* What you are asked to do
Repeat the entries word for word. Leave nothing out.

[[ Material for this exercise, beginning ]]

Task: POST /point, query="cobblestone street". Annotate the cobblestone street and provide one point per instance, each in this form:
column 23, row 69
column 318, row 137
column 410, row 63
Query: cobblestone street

[[ Material for this exercise, end ]]

* Answer area
Task: POST /point, query="cobblestone street". Annotate the cobblestone street and provide one point per instance, each in this form:
column 23, row 69
column 318, row 137
column 410, row 63
Query: cobblestone street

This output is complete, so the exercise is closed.